*EXERCISE*: Reproduce the entire listing below word for word, leaving out the pictures.

*RAW DATA*:
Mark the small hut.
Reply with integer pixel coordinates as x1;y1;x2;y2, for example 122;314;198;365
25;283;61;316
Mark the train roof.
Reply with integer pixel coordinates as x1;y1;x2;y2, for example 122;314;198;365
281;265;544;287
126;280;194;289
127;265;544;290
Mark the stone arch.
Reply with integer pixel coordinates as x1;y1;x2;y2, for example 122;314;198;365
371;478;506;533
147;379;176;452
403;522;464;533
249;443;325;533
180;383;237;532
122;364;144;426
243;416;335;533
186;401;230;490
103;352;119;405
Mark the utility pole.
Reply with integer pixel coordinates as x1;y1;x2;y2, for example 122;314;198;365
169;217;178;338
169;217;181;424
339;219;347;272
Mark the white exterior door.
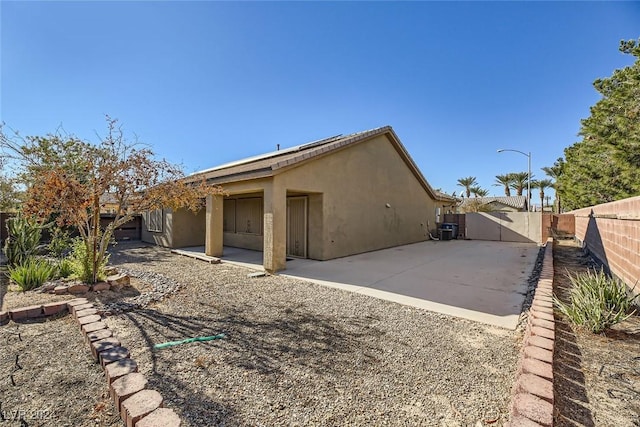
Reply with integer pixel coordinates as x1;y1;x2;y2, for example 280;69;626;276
287;196;307;258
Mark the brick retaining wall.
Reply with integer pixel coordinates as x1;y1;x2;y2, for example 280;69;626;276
0;298;180;427
507;238;555;427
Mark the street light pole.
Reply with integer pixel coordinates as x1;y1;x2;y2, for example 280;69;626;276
498;148;531;212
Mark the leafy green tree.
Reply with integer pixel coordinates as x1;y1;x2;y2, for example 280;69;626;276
0;117;221;283
558;39;640;210
493;173;513;197
458;176;478;198
542;157;564;213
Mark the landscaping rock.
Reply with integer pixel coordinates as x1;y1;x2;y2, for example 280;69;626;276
69;303;95;315
78;314;102;327
9;305;43;322
107;273;131;289
92;282;111;292
136;408;180;427
110;372;147;412
86;328;113;343
67;283;89;294
75;308;98;319
82;321;107;336
42;302;67;316
104;359;138;384
53;285;69;295
104;265;118;276
120;392;162;427
99;346;129;366
91;337;120;360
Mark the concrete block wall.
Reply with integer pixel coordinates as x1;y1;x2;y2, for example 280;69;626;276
568;196;640;293
0;298;181;427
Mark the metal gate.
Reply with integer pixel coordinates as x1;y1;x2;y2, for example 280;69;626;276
287;196;307;258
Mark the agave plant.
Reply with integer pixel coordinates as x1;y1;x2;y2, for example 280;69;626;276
8;258;57;291
4;213;47;266
553;269;640;334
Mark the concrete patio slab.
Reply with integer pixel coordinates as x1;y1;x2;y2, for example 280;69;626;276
178;240;539;329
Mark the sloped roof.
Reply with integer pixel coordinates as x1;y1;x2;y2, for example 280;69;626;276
460;196;527;209
192;126;452;201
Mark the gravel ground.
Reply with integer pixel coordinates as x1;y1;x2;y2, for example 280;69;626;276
554;240;640;427
107;245;521;426
0;316;122;427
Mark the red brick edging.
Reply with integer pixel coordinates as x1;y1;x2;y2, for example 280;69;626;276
0;298;180;427
507;238;555;427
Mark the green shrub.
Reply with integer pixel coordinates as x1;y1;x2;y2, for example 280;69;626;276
47;227;71;258
56;258;73;279
553;269;640;334
4;213;45;266
9;258;56;291
68;237;109;283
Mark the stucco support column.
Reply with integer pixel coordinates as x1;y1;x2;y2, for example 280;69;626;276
263;178;287;273
204;195;224;256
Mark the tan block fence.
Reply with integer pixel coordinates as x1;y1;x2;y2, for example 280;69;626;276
566;196;640;293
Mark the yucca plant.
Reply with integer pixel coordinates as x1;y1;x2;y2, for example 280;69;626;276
68;238;109;283
4;213;45;267
8;258;56;291
56;258;73;279
553;269;640;334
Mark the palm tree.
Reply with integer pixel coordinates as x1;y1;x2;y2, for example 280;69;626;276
458;176;478;199
542;157;564;213
493;173;513;197
531;179;553;212
509;172;533;198
470;185;489;197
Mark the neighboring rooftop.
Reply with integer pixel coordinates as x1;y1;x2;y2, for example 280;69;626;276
459;196;527;210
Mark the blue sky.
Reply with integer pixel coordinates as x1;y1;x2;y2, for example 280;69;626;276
0;1;640;204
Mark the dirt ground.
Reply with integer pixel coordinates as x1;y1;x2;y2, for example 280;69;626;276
554;240;640;427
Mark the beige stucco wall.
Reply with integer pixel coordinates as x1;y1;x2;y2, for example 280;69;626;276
172;208;207;248
140;209;173;248
157;135;442;263
141;208;206;248
278;135;436;259
223;192;265;251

*RESULT BELOW*:
Mark the small hut.
Reply with integer pixel coordinates as x1;y1;x2;y2, for example 122;314;198;365
25;283;61;316
Mark the train roof.
Reply with integer pixel coordinates as x1;y1;x2;y2, for example 122;314;198;365
281;265;544;287
126;280;194;289
127;265;544;290
Mark the stone arch.
Reply with integer pixel coordinates as x1;y1;x2;y2, for example 122;314;198;365
371;478;506;533
147;379;176;452
403;522;464;533
249;443;325;533
180;383;237;532
122;364;144;426
243;416;335;533
186;401;230;490
103;352;119;405
Mark the utility pole.
Reply with integer pixel coordinates as x1;y1;x2;y2, for example 122;314;198;365
169;217;178;338
169;217;181;424
339;219;347;272
Mark the white exterior door.
Reply with integer pixel coordinates as x1;y1;x2;y2, for example 280;69;626;276
287;196;307;258
Mark the brick retaining wall.
Reply with integer pixel coordinates as x1;y1;x2;y2, for example 280;69;626;276
0;298;180;427
507;238;555;427
Mark the street light pole.
Reply with integer pixel coordinates as x1;y1;x2;y2, for example 280;69;626;276
498;148;531;212
Mark the leafy green tree.
Reply with integer pixel coordinates as x1;y1;x2;y2, for example 280;69;626;276
0;117;221;283
558;39;640;210
493;173;513;197
458;176;478;198
542;157;564;213
Mark the landscaping rock.
Reply with integer pixel coordinates as x1;y1;x2;y2, for example 280;69;626;276
69;303;95;315
78;314;102;327
9;305;43;322
107;273;131;289
92;282;111;292
136;408;180;427
110;372;147;412
86;328;113;343
67;283;89;294
75;308;98;319
82;321;107;336
42;302;67;316
104;359;138;384
53;285;69;295
104;265;118;276
120;392;162;427
99;346;129;366
91;337;120;360
Mark the concrete block wall.
Reply with integer pixel coordinates as x1;y1;x2;y2, for example 280;69;626;276
568;196;640;293
0;298;181;427
Mark the metal gate.
Reply with integer pixel coordinates as x1;y1;x2;y2, for example 280;69;626;276
287;196;307;258
Mark the agave plant.
Reply with integer pixel coordinates as x1;y1;x2;y2, for example 280;69;626;276
8;258;57;291
4;213;47;266
553;269;640;334
Mark the concrete patio slab.
Reply with integer pixel coordinates as x1;y1;x2;y2, for example 280;69;626;276
178;240;539;329
Mark the sloped roof.
Reply with integer pixel coordinates as x1;y1;x2;y2, for example 280;69;626;276
460;196;527;209
192;126;452;201
Mark the gravel ground.
Reply with integer pixel coordinates as x1;y1;x2;y2, for example 280;69;626;276
554;240;640;427
107;245;521;426
0;316;122;427
Mark the red brick edging.
Reply with integer pixel coordinates as x1;y1;x2;y2, for example 280;69;626;276
0;298;180;427
507;238;555;427
Mark the green shrub.
Reply with integer pixel coordinates as x1;y1;x2;y2, for example 280;69;626;276
47;227;71;258
56;258;73;279
553;269;640;334
4;213;45;266
9;258;56;291
68;237;109;283
Mark the stucco support column.
Reply with integer pixel coordinates as x1;y1;x2;y2, for example 280;69;626;276
263;178;287;273
204;195;224;256
Mark the tan block fence.
Reply with integer pixel coordinates as x1;y1;x2;y2, for example 280;69;626;276
566;196;640;293
Mark the yucca plant.
Reply with integer pixel coordinates as x1;y1;x2;y2, for example 280;69;626;276
68;238;109;283
4;213;45;267
8;258;56;291
56;258;73;279
553;269;640;334
Mark the palm tree.
Reply with integer pixel coordinates as x1;y1;x2;y2, for example 280;69;626;276
458;176;478;199
542;157;564;213
493;173;513;197
531;179;553;212
509;172;533;198
470;185;489;197
Mark the neighboring rooftop.
Reply with integer pixel coordinates as x1;y1;x2;y2, for example 280;69;626;276
459;196;527;210
Mark the blue sky.
Reply with integer pixel coordinates as x1;y1;x2;y2, for example 280;69;626;276
0;1;640;204
Mark the dirt ground.
Reply with integer pixel coordinates as x1;y1;x2;y2, for example 280;69;626;276
554;240;640;427
Mark the beige stucco wall.
Reply with integer pixel coordinates as x1;y1;x2;y2, for example 280;69;626;276
172;208;207;248
140;209;173;248
157;135;442;263
141;208;206;248
278;135;436;259
223;192;265;251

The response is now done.